Task instructions: Starting at the line that contains "Find the string", print every remaining line of the entries, unchanged, and output nothing more.

Records supplied:
------------------------------

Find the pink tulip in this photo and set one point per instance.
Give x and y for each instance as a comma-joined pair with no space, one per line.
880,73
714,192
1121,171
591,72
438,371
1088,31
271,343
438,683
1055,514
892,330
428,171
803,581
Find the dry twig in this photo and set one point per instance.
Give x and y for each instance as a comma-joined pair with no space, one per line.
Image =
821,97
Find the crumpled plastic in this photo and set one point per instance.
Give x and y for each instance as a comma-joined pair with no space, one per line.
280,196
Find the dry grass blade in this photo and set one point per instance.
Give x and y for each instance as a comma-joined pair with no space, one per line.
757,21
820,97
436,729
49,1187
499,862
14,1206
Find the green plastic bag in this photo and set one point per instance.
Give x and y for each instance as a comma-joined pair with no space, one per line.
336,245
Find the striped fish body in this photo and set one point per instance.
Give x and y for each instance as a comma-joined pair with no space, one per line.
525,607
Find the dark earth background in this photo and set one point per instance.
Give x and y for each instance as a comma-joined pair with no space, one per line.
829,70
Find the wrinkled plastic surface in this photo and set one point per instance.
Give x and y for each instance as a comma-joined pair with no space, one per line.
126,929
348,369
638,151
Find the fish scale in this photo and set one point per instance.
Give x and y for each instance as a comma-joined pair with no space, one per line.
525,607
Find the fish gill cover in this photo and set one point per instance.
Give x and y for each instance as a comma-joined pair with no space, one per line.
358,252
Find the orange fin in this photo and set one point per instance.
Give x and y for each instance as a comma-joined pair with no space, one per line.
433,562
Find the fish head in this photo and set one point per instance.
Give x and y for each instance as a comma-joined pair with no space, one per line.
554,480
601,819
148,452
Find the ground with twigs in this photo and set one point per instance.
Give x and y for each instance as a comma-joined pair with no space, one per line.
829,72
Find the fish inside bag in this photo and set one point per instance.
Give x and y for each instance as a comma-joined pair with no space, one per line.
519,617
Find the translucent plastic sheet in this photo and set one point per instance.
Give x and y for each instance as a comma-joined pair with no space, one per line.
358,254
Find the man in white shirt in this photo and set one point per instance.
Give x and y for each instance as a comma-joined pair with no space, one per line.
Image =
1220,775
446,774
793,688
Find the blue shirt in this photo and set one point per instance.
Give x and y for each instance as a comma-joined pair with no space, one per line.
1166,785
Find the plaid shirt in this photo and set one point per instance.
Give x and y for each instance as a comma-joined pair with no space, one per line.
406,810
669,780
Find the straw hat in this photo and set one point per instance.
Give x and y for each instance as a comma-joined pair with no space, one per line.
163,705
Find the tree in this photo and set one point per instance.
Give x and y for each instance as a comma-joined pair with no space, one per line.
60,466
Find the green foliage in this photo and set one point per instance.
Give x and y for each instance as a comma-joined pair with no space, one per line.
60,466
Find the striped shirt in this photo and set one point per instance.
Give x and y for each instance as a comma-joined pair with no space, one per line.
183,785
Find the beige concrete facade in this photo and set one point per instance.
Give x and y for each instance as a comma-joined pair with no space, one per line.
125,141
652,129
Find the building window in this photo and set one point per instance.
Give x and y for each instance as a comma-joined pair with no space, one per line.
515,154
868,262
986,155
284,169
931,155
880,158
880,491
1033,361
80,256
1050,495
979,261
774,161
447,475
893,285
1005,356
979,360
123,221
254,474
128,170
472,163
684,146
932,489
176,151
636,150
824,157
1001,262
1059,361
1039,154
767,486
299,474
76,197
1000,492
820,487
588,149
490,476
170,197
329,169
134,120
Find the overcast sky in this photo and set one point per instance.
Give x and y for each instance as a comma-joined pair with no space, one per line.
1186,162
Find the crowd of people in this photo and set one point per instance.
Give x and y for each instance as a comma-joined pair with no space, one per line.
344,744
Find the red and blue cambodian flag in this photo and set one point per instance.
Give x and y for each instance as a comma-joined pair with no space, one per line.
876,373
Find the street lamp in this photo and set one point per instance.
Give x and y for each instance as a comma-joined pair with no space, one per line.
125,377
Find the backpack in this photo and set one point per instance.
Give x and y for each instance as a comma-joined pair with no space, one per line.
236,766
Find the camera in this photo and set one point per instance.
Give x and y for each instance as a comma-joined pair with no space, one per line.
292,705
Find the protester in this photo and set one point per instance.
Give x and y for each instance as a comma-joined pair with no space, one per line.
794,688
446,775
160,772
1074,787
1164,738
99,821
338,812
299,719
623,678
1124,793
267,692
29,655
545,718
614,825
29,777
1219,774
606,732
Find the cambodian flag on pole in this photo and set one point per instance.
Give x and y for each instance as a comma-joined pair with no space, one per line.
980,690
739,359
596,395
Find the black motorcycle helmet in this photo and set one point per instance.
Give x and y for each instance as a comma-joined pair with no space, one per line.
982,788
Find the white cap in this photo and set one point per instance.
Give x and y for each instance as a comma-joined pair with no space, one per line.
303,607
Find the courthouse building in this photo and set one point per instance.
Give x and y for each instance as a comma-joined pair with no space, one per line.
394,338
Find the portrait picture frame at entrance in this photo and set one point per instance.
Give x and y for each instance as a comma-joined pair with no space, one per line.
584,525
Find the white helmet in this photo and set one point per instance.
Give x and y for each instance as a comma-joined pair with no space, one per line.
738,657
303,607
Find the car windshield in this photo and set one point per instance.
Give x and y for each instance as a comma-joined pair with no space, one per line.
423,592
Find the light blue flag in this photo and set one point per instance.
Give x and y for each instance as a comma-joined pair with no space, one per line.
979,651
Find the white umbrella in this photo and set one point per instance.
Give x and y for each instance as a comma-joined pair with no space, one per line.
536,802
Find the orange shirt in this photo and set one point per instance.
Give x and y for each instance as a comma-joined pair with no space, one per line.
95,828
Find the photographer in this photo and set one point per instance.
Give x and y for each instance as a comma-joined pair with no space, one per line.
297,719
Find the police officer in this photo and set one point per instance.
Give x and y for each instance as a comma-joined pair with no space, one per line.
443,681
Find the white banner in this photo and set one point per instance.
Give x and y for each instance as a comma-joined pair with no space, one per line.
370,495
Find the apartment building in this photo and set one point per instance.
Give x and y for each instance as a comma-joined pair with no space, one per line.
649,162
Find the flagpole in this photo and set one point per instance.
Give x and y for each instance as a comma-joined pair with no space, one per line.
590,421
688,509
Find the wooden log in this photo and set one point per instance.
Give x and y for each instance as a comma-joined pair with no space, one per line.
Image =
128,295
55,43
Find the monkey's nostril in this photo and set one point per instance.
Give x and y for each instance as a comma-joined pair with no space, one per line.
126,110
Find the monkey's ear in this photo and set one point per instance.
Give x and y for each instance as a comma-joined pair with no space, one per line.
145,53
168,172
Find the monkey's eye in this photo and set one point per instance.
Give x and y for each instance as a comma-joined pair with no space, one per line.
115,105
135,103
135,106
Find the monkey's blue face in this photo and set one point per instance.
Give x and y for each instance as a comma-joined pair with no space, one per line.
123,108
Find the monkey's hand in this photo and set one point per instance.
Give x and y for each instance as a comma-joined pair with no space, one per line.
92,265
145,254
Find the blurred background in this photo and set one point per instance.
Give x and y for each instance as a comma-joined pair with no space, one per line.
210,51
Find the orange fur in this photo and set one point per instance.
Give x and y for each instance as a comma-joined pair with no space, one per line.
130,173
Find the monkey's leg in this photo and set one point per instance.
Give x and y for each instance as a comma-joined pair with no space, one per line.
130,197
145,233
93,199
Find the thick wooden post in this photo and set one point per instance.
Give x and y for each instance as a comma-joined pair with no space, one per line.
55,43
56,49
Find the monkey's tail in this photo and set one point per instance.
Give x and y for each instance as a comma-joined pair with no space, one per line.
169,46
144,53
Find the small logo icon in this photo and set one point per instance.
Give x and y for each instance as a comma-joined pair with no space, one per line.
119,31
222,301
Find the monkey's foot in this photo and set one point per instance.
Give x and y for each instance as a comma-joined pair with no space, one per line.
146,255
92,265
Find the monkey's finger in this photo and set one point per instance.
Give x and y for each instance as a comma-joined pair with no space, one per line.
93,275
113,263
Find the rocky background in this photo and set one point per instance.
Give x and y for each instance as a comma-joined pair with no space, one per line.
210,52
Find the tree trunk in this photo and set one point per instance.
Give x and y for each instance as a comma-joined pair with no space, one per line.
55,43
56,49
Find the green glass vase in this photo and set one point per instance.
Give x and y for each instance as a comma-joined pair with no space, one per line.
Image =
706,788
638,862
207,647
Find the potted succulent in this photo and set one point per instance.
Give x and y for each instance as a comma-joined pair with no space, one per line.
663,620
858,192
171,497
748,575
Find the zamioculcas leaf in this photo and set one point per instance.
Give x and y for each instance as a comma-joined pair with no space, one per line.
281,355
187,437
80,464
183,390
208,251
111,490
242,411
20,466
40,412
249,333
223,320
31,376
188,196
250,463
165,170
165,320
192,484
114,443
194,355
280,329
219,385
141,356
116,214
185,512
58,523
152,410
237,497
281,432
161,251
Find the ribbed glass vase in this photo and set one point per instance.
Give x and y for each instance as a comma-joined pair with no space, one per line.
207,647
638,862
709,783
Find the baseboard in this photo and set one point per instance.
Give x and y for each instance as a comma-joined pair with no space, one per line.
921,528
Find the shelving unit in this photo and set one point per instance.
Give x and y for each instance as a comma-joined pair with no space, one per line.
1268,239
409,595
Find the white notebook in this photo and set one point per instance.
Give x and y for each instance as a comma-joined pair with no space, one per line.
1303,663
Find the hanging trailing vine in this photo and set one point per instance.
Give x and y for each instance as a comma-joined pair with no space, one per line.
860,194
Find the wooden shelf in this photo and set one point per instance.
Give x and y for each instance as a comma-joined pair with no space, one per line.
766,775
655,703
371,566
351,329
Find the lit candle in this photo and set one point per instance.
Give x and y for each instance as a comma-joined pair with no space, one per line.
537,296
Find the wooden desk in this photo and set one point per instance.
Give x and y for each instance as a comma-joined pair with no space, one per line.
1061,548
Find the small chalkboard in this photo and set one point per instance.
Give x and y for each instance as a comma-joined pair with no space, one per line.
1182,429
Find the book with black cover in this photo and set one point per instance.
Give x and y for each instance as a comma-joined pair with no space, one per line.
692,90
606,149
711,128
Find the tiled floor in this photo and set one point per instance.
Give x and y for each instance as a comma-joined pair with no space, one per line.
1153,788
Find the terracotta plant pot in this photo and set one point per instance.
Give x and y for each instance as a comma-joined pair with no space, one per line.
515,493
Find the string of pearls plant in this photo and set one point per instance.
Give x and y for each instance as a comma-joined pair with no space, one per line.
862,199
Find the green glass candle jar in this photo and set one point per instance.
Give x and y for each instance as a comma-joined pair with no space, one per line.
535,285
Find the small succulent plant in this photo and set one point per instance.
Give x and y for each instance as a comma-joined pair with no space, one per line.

------------------------------

The reply:
Find the string of pearls plant in this photo and set one point per instance.
Give x and y for each instance as a comma-joined pair with no space, one per line.
862,199
Find the green glass candle jar in this photo and set one point per instance.
Give x and y for each instance as a comma-joined pair with no space, one per line.
535,285
Find the small succulent plant in this photo and set one point per instance.
Give x and y for each instance as a comma-joined pair with no space, one per line.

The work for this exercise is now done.